#### Stated exercise A:
Retype the stretch of the image-based malware detection passage from "Amazon Rekognition is a" through "across many categories.".
#### Stated exercise B:
Extend the image-based malware detection passage, starting right after its final sentence.

#### Passage shown:
--- --- ---
Existing techniques are far from perfect. As a result, research continues with the aim to develop new alternative techniques that will improve our capabilities to combat against malware. One novel technique that has emerged in recent years is image-based malware detection. This technique proposes to train a deep-learning network with known malware binaries converted in greyscale images. In this post, we showcase how to perform Image-based Malware detection with Amazon Rekognition Custom Labels.

Solution overview

To train a multi-classification model and a malware-detection model, we first prepare the training and test datasets which contain different malware types such as flooder, adware, spyware, etc., as well as benign objects. We then convert the portable executables (PE) objects into greyscale images. Next, we train a model using the images with Amazon Rekognition.

Amazon Rekognition is a service that makes it simple to perform different types of visual analysis on your applications. Rekognition Image helps you build powerful applications to search, verify, and organize millions of images.

Amazon Rekognition Custom Labels builds off of Rekognition’s existing capabilities, which are already trained on tens of millions of images across many categories.

Amazon Rekognition Custom Labels is a fully-managed service that lets users analyze millions of images and utilize them to solve many different machine learning (ML) problems, including image classification, face detection, and content moderations. Behind the scenes, Amazon Rekognition is based on a deep learning technology. The service employs a convolution neural network (CNN), which is pre-trained on a large labeled dataset. By being exposed to such ground truth data, the algorithm can learn to recognize patterns in images from many different domains and can be used across many industry use-cases. Since AWS takes ownership of building and maintaining the model architecture and selecting an appropriate training method to the task at hand, users don’t need to spend time managing the infrastructure required for training tasks.
--- --- ---
#### Data segment:
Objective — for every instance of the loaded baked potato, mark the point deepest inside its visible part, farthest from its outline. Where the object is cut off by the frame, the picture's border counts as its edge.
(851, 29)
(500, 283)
--- --- ---
#### Exercise answer A:
Amazon Rekognition is a service that makes it simple to perform different types of visual analysis on your applications. Rekognition Image helps you build powerful applications to search, verify, and organize millions of images.

Amazon Rekognition Custom Labels builds off of Rekognition’s existing capabilities, which are already trained on tens of millions of images across many categories.

#### Exercise answer B:
Solution architecture

The following architecture diagram provides an overview of the solution.

Solution Architecture

The solution is built using AWS Batch, AWS Fargate, and Amazon Rekognition. AWS Batch lets you run hundreds of batch computing jobs on Fargate. Fargate is compatible with both Amazon Elastic Container Service (Amazon ECS) and Amazon Elastic Kubernetes Service (Amazon EKS). Amazon Rekognition custom labels lets you use AutoML for computer vision to train custom models to detect malware and classify various malware categories. AWS Step Functions are used to orchestrate data preprocessing.

For this solution, we create the preprocessing resources via AWS CloudFormation. The CloudFormation stack template and the source code for the AWS Batch, Fargate, and Step functions are available in a GitHub Repository.

Dataset

To train the model in this example, we used the following public datasets to extract the malicious and benign Portable Executable (PE):

Sophos/ReversingLabs 20 Million malware detection dataset provides an extensive data set of malware objects from 11 different families. Since the dataset already exists on Amazon Simple Storage Service (Amazon S3), it’s relatively simple to embed it in the preprocessing flow.
We source the benign objects through PE Malware Machine Learning Dataset, created and owned by Michael Lester. If you plan to use the same dataset, then first you will manually download the dataset and upload the binaries into an S3 bucket (i.e., benign-160k) which feeds the preprocessing flow.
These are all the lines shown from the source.